Point labeling dataset excerpts:
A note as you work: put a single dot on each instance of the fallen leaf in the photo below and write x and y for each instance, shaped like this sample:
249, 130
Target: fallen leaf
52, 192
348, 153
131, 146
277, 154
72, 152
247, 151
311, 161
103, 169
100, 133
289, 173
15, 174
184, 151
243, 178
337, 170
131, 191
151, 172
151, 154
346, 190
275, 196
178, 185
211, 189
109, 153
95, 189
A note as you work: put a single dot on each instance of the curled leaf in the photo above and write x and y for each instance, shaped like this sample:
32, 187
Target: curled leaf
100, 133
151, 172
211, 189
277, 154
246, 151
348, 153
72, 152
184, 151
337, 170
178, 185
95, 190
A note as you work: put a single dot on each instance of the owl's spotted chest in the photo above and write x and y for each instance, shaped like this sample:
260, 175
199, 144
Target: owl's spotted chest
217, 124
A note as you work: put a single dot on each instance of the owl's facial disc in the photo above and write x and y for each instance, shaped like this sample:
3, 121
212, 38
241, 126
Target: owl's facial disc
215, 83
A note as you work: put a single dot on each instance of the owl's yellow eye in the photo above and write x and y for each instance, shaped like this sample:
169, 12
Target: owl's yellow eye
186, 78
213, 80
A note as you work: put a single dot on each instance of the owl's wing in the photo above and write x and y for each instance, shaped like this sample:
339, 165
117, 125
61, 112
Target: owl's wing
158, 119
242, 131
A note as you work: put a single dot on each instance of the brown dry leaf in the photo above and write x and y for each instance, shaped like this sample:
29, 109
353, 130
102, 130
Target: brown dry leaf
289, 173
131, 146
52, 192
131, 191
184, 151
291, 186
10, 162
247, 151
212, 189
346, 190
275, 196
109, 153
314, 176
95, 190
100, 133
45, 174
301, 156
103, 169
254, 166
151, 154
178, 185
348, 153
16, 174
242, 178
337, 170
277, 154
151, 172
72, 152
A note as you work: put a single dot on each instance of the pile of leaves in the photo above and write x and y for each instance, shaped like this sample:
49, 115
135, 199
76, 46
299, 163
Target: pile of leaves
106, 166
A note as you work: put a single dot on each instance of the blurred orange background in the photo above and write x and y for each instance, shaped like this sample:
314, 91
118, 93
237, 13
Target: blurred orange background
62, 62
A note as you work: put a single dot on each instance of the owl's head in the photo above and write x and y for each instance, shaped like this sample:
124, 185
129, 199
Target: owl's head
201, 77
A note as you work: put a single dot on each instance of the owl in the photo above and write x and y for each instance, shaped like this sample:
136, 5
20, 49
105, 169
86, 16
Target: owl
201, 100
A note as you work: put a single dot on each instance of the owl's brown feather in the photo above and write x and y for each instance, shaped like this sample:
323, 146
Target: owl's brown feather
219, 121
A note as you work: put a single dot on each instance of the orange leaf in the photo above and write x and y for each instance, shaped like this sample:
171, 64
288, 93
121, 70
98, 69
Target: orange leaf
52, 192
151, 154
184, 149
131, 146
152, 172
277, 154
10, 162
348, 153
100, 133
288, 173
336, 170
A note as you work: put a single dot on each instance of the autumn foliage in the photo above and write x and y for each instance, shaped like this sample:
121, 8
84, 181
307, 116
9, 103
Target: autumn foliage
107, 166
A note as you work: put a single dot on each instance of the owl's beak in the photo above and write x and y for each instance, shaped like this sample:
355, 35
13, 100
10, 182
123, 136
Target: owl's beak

:: BRIEF ::
Set down each entry again, unchanged.

:: RESPONSE TO THE TASK ::
A note as you work: put a single dot on each instance of the fallen leaf in the photo below and write x and y for each instance, shaped like this sample:
249, 130
Target: fallen leaf
52, 192
348, 153
131, 146
277, 154
72, 152
247, 151
311, 161
103, 169
100, 133
289, 173
15, 174
184, 151
243, 178
337, 170
131, 191
151, 172
151, 154
346, 190
275, 196
178, 185
211, 189
109, 153
95, 189
A note as you work: put a single dot on each instance of the curled leaf in the photo above and write x and y for each instance, shaped like this sample:
32, 187
Target: curled leaf
100, 133
151, 172
211, 189
277, 154
246, 151
348, 153
72, 152
184, 151
337, 170
178, 185
95, 190
A note as you work: put a single dot on each instance of the owl's spotted chest in the photo above and write x and y for each instance, shaped like this sample:
260, 175
199, 144
Target: owl's spotted chest
217, 124
A note as you work: put a single dot on each instance of the owl's facial disc in the photo above and write x and y for each instance, shaped like this sample:
3, 121
212, 38
241, 126
Target: owl's facial disc
215, 83
A note as you work: put a single dot on each instance of the owl's yellow eye in the photo above and write x and y for each instance, shaped like this sample:
169, 12
Target: owl's yellow eye
186, 78
213, 80
A note as you work: put a single dot on each instance of the owl's wing in the photo above and write x and y for each instance, shaped like this sample:
339, 165
117, 125
61, 112
Target: owl's wing
158, 119
242, 131
A note as you work: put a single dot on each instance of the brown dry leaf in the photo above and write x and y for each instance, shaped like this sample:
29, 109
353, 130
102, 130
Target: brown dry leaf
289, 173
131, 146
52, 192
131, 191
184, 151
291, 186
10, 162
247, 151
212, 189
346, 190
275, 196
109, 153
314, 176
95, 190
100, 133
45, 174
301, 156
103, 169
254, 166
151, 154
178, 185
348, 153
16, 174
242, 178
337, 170
277, 154
151, 172
72, 152
A note as you work: put a single dot on each instance of the pile of leaves in the photo above and write x and y for each instance, shaped like this sample:
49, 115
135, 199
76, 46
299, 163
Target: pile of leaves
106, 166
A note as you work: put a single dot on each instance of the blurred orange background in the photo above and write x and y for each instance, shaped like this sample:
314, 91
118, 93
237, 13
Target: blurred orange background
62, 62
A note as you work: put a single dot on each instance of the owl's head in the photo above and write x and y for each instance, shaped like this sample:
124, 185
129, 199
Target: owl's head
201, 77
A note as you work: put a single dot on each instance of the owl in the photo above and write x and y for each instance, shaped like this sample:
136, 5
20, 49
105, 169
86, 16
Target: owl
201, 100
A note as you work: put a single dot on each instance of the owl's brown feather in the photo above and write x and y for each instance, shaped like this sample:
323, 146
Target: owl's brown feather
219, 121
A note as you work: put a single dot on each instance of the orange leaf in the photo above and write x and y for each instance, shaped like this sample:
171, 64
288, 93
121, 70
98, 69
Target: orange leaf
52, 192
151, 154
184, 149
131, 146
152, 172
277, 154
10, 162
348, 153
100, 133
288, 173
336, 170
A note as you work: put a single dot on each instance of the autumn foliage in the photo above and write x and y for each instance, shaped like this sample:
121, 8
84, 181
307, 116
9, 103
Target: autumn foliage
107, 166
A note as you work: put a single dot on each instance of the owl's beak in the photo above and write x and y for each instance, shaped like this sample:
355, 35
13, 100
10, 182
123, 136
Target: owl's beak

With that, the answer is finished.